#### [RECORDS TO PROCESS]
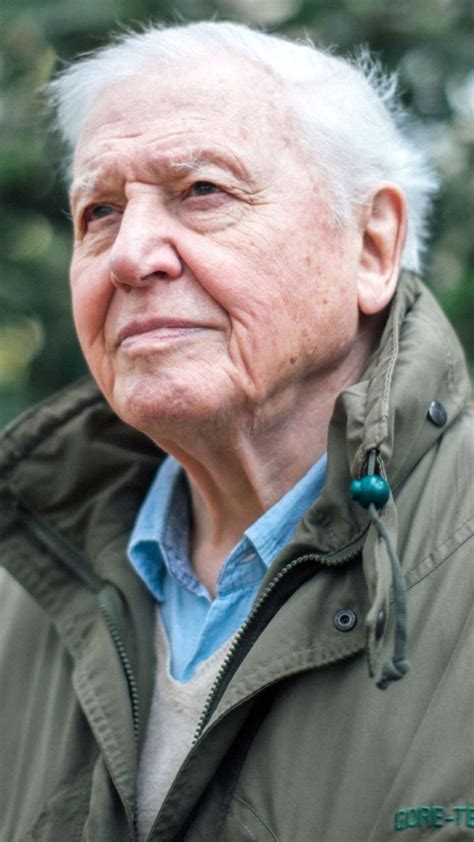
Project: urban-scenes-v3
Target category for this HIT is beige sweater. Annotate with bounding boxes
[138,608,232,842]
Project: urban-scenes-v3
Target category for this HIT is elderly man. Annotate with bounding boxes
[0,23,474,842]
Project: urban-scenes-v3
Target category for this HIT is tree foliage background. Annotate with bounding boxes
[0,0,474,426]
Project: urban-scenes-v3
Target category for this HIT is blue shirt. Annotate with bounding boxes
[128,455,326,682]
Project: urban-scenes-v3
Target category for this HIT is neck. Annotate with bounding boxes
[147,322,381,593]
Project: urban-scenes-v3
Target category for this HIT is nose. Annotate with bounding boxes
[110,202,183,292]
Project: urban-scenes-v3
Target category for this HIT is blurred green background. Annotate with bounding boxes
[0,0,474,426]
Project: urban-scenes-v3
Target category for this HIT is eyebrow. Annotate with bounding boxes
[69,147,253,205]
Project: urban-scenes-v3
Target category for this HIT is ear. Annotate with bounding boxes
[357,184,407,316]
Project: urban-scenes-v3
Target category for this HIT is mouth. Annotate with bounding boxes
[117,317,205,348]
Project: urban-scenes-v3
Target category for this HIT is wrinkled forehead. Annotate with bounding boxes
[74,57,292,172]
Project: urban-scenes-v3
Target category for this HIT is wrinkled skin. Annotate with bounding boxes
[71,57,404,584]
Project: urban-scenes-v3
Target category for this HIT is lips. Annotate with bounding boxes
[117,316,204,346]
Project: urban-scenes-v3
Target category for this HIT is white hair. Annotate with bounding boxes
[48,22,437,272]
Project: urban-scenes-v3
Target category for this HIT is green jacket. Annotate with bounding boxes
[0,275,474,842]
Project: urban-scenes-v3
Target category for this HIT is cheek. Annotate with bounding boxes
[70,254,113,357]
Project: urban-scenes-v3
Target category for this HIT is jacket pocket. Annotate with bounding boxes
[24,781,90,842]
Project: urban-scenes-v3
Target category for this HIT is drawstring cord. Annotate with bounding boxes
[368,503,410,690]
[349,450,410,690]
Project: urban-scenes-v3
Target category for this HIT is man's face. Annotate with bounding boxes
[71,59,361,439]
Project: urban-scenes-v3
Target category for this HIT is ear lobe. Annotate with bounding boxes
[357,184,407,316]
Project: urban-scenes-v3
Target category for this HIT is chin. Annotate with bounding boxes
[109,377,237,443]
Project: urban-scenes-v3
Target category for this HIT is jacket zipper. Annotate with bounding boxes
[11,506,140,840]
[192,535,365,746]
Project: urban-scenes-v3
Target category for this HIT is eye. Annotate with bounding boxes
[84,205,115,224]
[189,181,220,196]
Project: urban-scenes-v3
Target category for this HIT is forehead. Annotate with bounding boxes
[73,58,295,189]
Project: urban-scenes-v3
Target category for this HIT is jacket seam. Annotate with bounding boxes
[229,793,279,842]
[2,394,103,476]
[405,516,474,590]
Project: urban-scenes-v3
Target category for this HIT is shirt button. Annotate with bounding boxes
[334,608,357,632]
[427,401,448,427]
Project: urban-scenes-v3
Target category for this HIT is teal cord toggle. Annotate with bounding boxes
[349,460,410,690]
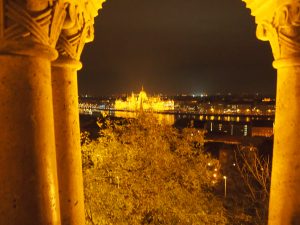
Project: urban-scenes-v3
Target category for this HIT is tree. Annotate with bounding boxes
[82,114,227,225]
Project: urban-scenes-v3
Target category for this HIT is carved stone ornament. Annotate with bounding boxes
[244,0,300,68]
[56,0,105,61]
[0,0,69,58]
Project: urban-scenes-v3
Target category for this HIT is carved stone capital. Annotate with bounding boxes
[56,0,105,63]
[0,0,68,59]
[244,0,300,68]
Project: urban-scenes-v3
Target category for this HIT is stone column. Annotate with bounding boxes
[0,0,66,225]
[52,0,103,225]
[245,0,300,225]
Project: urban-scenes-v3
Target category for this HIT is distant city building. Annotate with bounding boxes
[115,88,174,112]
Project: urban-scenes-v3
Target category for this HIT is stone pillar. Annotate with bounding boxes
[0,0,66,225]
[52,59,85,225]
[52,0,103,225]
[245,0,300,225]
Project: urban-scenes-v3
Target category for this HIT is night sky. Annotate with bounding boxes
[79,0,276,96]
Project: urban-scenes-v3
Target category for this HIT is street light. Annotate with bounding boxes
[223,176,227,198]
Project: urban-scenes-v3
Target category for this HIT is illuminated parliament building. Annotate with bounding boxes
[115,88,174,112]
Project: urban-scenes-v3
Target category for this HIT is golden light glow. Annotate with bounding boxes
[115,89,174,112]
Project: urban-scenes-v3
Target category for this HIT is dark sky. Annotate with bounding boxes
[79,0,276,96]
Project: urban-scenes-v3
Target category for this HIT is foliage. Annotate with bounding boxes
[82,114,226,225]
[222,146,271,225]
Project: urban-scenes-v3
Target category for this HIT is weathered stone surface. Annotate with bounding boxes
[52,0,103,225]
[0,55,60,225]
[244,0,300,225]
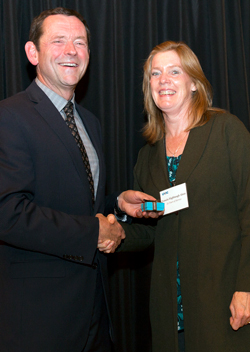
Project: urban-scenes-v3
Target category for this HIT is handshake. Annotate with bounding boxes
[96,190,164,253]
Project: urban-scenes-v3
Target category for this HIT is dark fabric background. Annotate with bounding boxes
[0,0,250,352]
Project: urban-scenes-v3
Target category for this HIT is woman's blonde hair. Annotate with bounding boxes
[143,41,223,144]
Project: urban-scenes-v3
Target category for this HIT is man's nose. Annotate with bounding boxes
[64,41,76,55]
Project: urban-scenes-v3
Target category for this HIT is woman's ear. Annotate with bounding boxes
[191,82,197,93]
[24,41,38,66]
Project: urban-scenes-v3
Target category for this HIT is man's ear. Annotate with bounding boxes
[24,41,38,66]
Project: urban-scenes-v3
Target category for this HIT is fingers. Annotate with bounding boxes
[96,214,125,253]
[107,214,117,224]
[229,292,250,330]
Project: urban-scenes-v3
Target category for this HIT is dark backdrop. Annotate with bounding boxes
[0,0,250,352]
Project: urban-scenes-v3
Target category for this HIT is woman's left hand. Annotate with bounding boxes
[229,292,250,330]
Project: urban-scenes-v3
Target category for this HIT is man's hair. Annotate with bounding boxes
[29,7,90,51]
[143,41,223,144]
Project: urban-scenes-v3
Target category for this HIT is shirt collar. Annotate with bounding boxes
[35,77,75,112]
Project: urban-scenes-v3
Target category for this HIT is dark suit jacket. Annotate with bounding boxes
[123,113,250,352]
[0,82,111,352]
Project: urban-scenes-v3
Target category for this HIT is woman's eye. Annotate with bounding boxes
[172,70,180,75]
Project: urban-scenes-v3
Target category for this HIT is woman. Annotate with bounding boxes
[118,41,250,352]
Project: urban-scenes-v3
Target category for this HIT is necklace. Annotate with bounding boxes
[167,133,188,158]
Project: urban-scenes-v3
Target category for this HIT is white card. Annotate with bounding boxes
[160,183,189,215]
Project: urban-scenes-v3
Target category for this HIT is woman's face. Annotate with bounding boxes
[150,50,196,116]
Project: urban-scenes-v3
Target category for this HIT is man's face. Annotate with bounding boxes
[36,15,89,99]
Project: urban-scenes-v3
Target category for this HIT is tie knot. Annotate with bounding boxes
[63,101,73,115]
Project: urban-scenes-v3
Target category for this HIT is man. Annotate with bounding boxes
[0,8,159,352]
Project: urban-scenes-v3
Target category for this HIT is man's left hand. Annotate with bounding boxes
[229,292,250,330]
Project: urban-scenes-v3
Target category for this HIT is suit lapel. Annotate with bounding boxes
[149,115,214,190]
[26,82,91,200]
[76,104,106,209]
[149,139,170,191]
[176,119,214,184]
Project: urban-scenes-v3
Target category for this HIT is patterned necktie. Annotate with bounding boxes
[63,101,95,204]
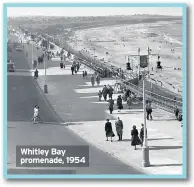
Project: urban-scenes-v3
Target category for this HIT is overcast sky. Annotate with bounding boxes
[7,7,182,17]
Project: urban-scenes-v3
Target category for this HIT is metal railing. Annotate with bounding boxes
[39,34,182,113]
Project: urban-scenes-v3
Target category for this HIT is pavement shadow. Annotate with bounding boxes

#### [INSTRUCTION]
Count how many lines in the entries above contain the word "wrinkled". Reply with the number alone.

#### [OUTPUT]
2